Exercise directions →
Should any entry include an image, skip the image and copy the entry exactly.

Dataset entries
----

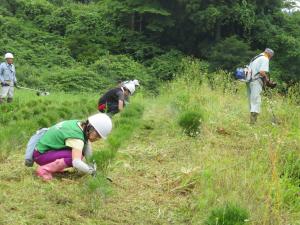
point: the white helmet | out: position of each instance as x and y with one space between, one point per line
102 124
136 82
130 86
8 56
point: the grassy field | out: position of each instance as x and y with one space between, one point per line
161 175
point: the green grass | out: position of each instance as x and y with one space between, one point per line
161 176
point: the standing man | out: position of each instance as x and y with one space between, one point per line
113 101
7 78
259 67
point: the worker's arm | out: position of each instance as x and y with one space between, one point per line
121 105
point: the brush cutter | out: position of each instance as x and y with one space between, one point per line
38 92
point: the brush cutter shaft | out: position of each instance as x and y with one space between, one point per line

----

Response to the exercise →
point: the white helmet | out: position of each instance as x and y with one space between, one point per line
102 124
136 82
130 86
8 56
point: the grassy field | out: position of each instance as x and y with one space between, one point per line
161 175
point: the green grass | out: position of each instance as x and y with one space between, one point per line
161 176
point: the standing man | out: position of each instance as x and y with one space between, one point per line
113 101
7 78
259 67
point: the worker's arm | out: position of each instance as x and y with one space between, one point per line
121 105
point: the brush cutter | out: position of each instance as x and y with one space between, one point per line
38 92
point: the brush cutter shaft | out: position of each instance as x and y with one space between, one point per line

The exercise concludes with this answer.